TASK INSTRUCTIONS:
According to the post about seeing Taming of the Shrew, what company puts on the free show every year?

ARTICLE:
*cough cough* This is not a post about science. You were warned. Science post tomorrow.
Sci went to see Taming of the Shrew this weekend. Mr. S brought her to the show as a semi-surprise, because he is generally awesome. 🙂 And I highly recommend (the show! Not Mr. S! Mr. S is mine). It’s a free show put on every year by the Shakespeare Theatre in Washington. You have to sit in line for tickets, so Sci recommends bringing a picnic. But you can’t argue with free Shakespeare performed by one of the best Shakespeare companies in the nation. We sat in line for an hour and a half, but we got in! Sci has a long-standing love of Shakespeare, as well as most other theater, and has in fact been in a production of Taming of the Shrew. I very much enjoyed the interpretation they used (setting it in the age of the pin-up girls, with an interestingly versatile set, KILLER costumes for Bianca, and using the plot to talk about honesty in relationships between men and women).

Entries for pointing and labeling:
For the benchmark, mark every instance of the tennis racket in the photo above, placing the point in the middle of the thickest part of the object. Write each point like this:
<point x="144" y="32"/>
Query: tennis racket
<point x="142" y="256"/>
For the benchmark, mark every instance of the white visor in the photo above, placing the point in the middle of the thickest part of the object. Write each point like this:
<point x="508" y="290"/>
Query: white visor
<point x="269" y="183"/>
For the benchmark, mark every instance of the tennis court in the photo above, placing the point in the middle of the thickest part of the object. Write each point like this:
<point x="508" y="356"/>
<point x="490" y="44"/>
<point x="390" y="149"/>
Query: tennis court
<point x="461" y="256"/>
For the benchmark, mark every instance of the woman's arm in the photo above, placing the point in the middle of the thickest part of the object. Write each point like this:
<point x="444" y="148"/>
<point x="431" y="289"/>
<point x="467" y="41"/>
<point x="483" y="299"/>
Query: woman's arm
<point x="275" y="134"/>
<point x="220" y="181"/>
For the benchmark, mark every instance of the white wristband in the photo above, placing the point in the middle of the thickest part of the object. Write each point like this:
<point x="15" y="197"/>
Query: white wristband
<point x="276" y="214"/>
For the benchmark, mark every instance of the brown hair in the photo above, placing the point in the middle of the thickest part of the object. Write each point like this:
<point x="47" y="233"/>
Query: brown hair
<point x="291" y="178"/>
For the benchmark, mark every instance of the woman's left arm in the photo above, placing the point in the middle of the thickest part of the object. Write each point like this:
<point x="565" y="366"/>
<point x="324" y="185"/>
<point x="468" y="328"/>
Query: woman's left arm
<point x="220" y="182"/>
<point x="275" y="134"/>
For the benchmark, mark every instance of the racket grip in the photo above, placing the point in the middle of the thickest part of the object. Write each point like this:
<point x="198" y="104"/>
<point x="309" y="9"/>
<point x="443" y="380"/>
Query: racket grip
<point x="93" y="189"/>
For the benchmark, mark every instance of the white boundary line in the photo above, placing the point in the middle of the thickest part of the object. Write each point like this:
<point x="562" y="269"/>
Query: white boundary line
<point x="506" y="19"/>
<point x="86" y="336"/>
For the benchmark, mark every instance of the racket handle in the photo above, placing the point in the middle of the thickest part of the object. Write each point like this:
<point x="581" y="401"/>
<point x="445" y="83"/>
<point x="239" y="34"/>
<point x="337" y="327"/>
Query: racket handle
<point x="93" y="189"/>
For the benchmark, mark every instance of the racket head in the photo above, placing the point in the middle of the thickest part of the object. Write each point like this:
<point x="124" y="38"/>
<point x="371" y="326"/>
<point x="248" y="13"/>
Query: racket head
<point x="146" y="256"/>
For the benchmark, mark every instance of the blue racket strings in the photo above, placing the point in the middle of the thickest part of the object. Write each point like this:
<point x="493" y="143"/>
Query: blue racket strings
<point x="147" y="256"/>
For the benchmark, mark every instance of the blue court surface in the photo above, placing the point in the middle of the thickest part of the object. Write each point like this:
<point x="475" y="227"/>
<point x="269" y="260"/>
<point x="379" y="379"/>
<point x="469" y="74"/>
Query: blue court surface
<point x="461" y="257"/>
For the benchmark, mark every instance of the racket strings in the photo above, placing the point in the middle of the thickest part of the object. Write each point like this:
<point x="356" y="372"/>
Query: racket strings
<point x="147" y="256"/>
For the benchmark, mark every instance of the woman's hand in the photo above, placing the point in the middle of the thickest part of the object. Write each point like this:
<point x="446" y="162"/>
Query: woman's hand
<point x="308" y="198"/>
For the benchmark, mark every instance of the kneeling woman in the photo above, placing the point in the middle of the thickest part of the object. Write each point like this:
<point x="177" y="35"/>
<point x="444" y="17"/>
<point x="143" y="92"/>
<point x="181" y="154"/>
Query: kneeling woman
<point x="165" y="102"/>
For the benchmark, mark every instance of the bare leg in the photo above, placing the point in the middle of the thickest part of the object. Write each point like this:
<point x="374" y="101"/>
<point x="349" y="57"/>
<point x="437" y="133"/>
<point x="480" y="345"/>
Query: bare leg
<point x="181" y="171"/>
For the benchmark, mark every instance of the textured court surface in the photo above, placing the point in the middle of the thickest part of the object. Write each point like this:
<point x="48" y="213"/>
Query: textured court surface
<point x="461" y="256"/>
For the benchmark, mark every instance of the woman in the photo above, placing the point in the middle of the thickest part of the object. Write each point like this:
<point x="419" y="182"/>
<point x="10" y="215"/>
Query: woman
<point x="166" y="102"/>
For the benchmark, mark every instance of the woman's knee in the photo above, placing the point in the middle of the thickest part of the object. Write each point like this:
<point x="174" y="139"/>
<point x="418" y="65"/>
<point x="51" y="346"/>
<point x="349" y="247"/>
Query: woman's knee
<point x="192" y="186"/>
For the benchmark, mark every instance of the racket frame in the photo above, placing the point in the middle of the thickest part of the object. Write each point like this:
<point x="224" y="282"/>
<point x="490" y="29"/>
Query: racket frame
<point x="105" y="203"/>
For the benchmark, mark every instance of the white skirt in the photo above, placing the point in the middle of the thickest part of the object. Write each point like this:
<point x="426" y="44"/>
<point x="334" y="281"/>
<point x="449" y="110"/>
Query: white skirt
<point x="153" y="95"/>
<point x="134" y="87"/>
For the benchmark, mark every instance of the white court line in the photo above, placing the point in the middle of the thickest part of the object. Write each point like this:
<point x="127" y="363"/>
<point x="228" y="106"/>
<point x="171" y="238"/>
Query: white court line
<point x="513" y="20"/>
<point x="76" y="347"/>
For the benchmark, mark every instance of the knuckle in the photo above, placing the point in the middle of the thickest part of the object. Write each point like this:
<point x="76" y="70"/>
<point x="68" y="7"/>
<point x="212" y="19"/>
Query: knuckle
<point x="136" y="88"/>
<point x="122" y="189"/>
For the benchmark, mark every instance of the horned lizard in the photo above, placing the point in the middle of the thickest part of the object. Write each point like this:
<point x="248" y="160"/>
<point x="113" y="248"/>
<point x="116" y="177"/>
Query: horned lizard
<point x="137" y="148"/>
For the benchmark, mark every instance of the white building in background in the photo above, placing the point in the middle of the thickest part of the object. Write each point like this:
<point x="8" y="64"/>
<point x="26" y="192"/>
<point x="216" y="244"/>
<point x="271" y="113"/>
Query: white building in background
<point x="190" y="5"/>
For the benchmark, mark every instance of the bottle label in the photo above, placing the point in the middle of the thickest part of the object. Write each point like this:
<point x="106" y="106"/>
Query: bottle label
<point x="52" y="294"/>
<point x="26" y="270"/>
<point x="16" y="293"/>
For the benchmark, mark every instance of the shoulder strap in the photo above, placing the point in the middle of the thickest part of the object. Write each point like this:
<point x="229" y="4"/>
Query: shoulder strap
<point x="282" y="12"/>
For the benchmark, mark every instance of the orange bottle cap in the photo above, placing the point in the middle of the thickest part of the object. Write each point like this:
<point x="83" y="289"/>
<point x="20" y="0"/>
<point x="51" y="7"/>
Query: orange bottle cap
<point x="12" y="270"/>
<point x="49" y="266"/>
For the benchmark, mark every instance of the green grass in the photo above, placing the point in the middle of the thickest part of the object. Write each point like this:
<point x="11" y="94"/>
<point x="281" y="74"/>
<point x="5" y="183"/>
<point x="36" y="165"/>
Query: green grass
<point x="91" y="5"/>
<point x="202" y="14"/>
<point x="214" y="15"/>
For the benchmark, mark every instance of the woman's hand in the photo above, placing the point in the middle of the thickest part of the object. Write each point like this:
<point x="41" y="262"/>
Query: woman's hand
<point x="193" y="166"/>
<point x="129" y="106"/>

FULL RESPONSE:
The Shakespeare Theatre in Washington.